- **BRIEF**
Output only an exact transcription of the line containing "of the thumb." and all lines that follow it in the data below.

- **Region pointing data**

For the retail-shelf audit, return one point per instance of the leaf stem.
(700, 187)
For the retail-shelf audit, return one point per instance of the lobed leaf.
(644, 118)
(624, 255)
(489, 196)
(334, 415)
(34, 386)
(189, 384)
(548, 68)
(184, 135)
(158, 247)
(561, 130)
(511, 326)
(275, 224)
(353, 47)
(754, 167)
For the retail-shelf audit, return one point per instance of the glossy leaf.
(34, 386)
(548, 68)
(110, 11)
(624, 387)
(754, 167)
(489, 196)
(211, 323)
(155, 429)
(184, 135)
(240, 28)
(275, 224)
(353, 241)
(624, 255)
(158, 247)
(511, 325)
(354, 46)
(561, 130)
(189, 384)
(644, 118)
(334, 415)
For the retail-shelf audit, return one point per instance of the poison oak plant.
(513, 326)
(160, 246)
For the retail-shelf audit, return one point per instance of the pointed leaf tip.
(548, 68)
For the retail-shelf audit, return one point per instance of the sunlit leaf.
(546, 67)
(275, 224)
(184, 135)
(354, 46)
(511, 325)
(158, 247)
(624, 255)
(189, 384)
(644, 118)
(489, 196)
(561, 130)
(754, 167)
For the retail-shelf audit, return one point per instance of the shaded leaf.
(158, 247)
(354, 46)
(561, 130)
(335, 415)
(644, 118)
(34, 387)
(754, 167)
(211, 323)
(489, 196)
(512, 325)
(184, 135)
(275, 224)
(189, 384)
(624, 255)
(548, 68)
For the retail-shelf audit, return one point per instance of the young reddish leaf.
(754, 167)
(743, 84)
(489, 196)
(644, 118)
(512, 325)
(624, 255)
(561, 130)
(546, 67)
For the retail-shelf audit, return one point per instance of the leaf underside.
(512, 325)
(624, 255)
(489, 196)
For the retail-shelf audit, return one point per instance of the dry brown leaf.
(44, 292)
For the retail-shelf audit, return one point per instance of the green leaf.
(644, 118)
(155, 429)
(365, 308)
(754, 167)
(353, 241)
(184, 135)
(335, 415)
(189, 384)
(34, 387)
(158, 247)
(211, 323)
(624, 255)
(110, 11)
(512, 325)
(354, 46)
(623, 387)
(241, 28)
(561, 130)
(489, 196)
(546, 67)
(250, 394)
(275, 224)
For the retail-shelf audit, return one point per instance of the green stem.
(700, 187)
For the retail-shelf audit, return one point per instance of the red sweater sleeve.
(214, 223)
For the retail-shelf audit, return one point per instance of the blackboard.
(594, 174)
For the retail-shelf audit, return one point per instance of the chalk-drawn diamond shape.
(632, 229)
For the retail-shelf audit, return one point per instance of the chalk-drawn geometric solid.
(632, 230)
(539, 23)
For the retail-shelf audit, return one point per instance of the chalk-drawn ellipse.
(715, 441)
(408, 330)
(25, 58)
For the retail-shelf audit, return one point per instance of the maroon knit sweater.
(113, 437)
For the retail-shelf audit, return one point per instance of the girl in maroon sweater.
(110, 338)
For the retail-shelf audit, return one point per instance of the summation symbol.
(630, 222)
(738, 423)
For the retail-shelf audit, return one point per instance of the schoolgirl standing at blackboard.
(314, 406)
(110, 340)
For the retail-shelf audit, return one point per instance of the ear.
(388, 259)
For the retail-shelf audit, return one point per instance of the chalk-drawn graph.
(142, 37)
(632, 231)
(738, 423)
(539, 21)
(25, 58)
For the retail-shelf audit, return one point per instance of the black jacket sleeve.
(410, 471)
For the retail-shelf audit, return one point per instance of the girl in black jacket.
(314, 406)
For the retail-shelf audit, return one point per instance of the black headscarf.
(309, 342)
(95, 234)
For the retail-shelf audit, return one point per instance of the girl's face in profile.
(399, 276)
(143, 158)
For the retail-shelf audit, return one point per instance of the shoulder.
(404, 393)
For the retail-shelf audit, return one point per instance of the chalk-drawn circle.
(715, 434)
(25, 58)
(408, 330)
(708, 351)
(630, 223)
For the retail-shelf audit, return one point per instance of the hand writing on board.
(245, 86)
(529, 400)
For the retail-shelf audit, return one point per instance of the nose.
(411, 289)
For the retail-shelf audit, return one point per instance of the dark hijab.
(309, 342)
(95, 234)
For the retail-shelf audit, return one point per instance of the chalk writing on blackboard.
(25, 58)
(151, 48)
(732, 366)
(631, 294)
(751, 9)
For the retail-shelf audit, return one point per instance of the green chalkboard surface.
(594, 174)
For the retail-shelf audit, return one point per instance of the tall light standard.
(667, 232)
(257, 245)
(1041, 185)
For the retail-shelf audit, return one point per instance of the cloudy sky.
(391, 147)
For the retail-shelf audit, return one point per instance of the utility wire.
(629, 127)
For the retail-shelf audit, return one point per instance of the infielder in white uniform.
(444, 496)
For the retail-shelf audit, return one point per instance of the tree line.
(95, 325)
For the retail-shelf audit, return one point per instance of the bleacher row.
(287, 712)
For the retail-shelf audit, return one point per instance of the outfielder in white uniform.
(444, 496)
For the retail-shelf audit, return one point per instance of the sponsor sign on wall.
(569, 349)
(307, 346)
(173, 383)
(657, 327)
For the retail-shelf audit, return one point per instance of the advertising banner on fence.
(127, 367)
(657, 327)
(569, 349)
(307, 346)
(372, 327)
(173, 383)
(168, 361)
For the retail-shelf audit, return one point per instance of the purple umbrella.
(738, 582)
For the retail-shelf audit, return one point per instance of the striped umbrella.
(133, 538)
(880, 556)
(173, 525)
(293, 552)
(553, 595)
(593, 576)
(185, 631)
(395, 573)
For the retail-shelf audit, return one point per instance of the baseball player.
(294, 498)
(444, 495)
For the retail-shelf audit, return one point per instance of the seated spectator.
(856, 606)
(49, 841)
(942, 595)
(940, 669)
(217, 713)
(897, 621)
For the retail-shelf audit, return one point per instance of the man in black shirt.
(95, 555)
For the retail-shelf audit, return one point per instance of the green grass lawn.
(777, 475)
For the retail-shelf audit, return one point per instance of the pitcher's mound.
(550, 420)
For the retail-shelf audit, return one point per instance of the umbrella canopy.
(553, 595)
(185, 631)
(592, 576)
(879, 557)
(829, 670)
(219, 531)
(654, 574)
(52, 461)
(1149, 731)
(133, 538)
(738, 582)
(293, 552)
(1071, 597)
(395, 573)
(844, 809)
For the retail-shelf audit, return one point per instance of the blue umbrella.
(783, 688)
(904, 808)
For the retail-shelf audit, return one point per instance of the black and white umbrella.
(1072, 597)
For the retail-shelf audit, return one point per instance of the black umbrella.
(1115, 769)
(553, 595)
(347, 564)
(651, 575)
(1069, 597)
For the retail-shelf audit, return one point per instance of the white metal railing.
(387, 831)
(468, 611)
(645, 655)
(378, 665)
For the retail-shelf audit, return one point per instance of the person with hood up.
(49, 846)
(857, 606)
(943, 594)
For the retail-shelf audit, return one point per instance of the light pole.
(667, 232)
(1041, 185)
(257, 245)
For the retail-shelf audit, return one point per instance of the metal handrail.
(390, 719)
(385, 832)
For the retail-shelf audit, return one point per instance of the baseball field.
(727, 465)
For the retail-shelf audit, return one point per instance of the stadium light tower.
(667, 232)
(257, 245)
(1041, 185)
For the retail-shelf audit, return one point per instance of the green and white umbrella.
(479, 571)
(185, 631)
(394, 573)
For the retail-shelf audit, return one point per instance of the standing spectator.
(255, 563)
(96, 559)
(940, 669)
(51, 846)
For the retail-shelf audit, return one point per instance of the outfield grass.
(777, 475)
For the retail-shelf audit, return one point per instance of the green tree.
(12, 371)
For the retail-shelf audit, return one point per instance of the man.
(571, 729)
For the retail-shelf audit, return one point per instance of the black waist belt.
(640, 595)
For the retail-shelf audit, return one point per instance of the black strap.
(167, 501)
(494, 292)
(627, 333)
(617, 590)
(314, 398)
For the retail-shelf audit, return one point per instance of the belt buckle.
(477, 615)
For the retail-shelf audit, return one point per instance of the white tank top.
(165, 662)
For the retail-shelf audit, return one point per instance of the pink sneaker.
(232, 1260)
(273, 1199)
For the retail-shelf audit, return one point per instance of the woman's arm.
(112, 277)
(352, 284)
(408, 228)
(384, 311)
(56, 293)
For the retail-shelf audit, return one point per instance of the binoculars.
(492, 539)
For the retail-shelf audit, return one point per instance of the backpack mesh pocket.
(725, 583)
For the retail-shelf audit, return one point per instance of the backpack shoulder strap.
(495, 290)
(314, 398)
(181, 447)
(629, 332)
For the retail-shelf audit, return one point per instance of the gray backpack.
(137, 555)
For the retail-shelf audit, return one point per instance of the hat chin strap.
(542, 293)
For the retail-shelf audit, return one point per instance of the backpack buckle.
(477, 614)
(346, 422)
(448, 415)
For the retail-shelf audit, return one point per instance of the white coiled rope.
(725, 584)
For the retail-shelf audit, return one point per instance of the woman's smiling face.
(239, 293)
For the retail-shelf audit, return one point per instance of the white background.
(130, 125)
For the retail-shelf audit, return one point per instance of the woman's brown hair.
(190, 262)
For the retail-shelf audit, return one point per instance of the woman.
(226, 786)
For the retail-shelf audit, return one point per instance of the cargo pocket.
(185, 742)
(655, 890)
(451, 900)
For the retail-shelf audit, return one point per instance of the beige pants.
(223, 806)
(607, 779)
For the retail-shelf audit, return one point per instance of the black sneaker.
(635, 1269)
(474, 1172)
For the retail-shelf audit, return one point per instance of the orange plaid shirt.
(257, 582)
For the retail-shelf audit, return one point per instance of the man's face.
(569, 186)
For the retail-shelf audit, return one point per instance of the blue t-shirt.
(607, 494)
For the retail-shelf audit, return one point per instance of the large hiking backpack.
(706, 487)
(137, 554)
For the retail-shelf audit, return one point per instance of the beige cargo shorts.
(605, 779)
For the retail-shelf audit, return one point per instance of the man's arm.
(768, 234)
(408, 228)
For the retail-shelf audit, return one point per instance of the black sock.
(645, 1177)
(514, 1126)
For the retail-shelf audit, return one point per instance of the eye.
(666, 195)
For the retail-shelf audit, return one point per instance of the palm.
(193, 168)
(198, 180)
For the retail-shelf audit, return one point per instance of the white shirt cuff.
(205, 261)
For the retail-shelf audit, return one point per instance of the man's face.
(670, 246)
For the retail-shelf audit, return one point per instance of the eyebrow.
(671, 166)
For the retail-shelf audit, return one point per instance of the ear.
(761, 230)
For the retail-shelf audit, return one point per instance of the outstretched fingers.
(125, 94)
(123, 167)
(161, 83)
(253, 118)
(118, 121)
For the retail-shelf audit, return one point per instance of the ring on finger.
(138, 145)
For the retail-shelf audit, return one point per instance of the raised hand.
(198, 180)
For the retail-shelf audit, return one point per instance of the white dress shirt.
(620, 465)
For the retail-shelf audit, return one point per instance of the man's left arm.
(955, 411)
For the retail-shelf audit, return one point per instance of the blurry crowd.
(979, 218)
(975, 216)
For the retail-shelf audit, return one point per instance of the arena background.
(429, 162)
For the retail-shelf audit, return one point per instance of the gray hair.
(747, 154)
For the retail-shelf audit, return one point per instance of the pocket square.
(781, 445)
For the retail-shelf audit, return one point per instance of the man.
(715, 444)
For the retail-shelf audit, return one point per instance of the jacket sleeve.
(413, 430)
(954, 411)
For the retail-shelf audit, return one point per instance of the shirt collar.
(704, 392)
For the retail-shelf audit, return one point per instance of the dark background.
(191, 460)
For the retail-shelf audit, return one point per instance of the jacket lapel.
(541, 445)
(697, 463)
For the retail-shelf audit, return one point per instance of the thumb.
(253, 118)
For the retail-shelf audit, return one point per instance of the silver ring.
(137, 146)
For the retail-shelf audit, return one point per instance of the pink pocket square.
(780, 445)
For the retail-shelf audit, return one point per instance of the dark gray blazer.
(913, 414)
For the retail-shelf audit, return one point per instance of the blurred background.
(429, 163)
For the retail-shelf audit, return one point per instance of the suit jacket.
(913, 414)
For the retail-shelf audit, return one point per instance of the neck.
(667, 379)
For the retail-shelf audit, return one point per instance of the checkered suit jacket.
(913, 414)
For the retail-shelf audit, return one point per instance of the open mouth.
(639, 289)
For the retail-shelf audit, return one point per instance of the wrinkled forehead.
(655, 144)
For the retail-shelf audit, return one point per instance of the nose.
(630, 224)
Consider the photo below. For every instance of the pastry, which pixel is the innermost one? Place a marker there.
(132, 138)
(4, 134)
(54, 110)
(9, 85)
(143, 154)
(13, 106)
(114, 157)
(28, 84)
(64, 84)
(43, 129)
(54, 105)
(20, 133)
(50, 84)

- **RESPONSE BOX**
For the retail-shelf audit, return one point per instance of the thumb.
(253, 118)
For the retail-shelf audit, return one point per instance of the silver ring.
(137, 146)
For the retail-shelf audit, return one point per instance of the pink pocket square.
(780, 445)
For the retail-shelf audit, return one point per instance of the dark gray blazer.
(913, 414)
For the retail-shelf audit, return one point per instance of the blurred background.
(429, 163)
For the retail-shelf audit, return one point per instance of the suit jacket.
(913, 414)
For the retail-shelf audit, return one point per instance of the neck.
(667, 379)
For the retail-shelf audit, return one point per instance of the checkered suit jacket.
(913, 414)
For the retail-shelf audit, return one point per instance of the open mouth.
(639, 289)
For the retail-shelf audit, return one point per instance of the wrinkled forehead.
(655, 144)
For the retail-shelf audit, return one point per instance of the nose.
(630, 224)
Consider the photo below. For every instance of the pastry, which pixel is the innermost one? Place a marker there.
(132, 138)
(4, 134)
(54, 110)
(9, 85)
(143, 154)
(13, 106)
(114, 157)
(28, 84)
(64, 84)
(43, 129)
(54, 105)
(20, 133)
(50, 84)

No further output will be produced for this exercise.